* Exercise description *
Reproduce every one of the following rows verbatim, with no characters added, removed, or altered.

* Stored rows *
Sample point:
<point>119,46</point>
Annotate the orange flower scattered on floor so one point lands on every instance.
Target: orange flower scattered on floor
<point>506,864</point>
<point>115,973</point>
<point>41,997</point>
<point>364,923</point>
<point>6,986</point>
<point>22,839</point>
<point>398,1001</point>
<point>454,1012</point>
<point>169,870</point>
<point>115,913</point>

* Answer for the task *
Sample point:
<point>119,46</point>
Annotate the orange flower scattered on floor so one point lands on every instance.
Target: orange flower scattered on floor
<point>506,864</point>
<point>115,973</point>
<point>41,997</point>
<point>364,923</point>
<point>6,986</point>
<point>22,839</point>
<point>398,1001</point>
<point>454,1012</point>
<point>169,870</point>
<point>115,913</point>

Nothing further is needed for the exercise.